## start

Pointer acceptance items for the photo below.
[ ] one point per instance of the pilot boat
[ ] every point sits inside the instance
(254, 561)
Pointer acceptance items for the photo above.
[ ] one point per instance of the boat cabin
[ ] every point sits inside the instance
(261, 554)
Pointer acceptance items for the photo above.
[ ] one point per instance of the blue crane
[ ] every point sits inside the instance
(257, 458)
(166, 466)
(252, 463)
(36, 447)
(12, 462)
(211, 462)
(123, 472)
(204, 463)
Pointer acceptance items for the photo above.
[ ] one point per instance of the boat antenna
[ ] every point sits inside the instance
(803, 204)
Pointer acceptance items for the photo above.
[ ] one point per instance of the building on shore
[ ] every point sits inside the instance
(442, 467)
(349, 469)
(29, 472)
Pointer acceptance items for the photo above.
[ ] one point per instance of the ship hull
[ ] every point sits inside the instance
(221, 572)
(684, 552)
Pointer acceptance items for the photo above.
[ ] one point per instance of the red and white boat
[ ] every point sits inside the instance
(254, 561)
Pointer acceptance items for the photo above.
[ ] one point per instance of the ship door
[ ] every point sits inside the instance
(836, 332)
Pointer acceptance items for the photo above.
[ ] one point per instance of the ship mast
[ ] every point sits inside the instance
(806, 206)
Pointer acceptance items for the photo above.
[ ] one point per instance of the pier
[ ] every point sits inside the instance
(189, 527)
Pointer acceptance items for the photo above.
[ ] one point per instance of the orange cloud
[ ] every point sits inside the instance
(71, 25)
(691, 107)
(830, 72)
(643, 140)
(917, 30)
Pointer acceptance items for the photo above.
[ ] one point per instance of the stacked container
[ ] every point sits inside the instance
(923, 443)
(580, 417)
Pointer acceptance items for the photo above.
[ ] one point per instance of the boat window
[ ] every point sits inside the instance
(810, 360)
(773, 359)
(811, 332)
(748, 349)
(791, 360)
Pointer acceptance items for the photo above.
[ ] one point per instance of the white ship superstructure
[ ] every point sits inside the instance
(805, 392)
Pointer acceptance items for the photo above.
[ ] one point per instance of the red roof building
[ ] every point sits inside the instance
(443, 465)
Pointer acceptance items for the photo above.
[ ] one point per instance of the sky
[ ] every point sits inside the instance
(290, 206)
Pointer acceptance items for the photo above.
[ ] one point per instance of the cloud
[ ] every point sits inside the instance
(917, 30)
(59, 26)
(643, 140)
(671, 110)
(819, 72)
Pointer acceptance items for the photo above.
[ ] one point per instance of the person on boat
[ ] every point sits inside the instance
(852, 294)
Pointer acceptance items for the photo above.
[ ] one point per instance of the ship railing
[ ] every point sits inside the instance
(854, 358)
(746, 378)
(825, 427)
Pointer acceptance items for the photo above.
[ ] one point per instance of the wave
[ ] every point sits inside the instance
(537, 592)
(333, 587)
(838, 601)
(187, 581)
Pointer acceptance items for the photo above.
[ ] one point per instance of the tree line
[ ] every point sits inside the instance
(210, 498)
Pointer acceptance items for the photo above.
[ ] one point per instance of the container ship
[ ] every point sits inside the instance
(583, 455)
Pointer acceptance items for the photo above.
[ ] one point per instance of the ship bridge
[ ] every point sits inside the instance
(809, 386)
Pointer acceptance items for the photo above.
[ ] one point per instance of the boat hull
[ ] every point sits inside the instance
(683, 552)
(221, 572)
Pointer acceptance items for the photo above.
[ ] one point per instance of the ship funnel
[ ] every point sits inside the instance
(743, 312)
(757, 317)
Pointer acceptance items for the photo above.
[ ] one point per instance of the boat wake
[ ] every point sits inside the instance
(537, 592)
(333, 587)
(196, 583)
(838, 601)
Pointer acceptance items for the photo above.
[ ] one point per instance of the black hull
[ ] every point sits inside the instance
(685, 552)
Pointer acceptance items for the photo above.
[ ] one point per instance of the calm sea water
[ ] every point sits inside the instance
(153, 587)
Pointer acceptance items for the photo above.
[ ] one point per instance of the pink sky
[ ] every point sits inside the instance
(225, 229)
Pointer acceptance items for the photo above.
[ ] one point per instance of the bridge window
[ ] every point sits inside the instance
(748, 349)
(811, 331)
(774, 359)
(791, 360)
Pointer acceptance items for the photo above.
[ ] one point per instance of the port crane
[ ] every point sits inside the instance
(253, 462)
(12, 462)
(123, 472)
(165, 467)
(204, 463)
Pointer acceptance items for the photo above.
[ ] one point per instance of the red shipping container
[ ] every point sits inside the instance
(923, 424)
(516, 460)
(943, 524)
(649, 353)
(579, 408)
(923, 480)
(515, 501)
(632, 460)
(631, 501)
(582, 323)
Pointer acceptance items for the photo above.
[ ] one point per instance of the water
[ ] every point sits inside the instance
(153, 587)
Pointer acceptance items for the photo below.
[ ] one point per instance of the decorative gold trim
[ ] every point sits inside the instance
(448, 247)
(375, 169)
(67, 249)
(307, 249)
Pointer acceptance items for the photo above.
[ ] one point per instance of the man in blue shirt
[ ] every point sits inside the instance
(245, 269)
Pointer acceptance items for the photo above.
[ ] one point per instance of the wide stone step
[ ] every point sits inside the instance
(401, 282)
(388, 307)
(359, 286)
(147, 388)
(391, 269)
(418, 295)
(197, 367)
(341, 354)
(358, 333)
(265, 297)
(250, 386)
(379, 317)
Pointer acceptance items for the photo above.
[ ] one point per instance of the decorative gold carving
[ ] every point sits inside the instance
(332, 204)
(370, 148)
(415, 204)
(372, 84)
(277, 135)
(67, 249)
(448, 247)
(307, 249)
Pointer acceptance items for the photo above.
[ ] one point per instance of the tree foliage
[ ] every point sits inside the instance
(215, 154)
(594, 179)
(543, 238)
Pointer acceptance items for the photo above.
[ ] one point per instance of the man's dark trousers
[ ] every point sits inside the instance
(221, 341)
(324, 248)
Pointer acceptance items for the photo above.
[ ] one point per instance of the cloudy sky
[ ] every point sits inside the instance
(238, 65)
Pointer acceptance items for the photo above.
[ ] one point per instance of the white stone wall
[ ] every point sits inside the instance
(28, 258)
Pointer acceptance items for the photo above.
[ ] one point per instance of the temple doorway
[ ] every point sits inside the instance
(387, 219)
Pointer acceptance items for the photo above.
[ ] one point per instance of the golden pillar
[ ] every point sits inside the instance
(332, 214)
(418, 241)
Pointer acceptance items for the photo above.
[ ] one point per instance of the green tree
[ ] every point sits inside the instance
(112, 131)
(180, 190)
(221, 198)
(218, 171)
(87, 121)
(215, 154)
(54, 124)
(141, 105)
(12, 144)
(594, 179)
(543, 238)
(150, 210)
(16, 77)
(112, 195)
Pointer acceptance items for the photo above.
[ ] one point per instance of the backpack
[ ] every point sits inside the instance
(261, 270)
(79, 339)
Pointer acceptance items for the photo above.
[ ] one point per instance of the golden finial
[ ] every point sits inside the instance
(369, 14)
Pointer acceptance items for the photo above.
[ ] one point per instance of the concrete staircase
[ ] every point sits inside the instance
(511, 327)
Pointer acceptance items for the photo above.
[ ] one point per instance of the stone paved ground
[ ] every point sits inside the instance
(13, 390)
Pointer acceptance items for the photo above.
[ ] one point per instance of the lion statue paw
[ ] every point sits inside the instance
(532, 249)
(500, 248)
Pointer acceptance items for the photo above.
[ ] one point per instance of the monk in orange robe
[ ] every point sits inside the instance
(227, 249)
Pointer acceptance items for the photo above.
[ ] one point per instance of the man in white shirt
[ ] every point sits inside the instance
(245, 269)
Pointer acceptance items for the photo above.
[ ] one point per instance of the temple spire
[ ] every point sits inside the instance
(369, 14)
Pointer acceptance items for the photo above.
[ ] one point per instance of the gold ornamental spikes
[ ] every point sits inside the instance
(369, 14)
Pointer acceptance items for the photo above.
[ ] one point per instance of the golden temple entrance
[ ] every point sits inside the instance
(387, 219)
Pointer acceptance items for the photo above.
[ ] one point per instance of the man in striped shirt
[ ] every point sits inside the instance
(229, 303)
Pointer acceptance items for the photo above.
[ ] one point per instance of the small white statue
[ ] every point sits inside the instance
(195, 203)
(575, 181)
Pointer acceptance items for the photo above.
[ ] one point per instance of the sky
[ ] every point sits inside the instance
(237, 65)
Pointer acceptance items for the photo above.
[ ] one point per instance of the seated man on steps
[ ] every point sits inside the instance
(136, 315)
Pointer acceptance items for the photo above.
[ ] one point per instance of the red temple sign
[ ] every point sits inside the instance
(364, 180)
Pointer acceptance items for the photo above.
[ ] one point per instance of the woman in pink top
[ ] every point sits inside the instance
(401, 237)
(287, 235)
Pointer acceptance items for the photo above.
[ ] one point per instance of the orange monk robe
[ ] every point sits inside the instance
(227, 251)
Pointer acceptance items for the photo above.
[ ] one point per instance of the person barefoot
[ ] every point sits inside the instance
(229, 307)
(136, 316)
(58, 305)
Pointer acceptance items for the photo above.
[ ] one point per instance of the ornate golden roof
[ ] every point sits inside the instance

## end

What you are asked to do =
Please collect every line in the listing above that contains the string "bridge" and copy each one in full. The match is case-sensitive.

Result of this exercise =
[ ] one point per instance of the ship bridge
[ ] one point per instance of the bridge window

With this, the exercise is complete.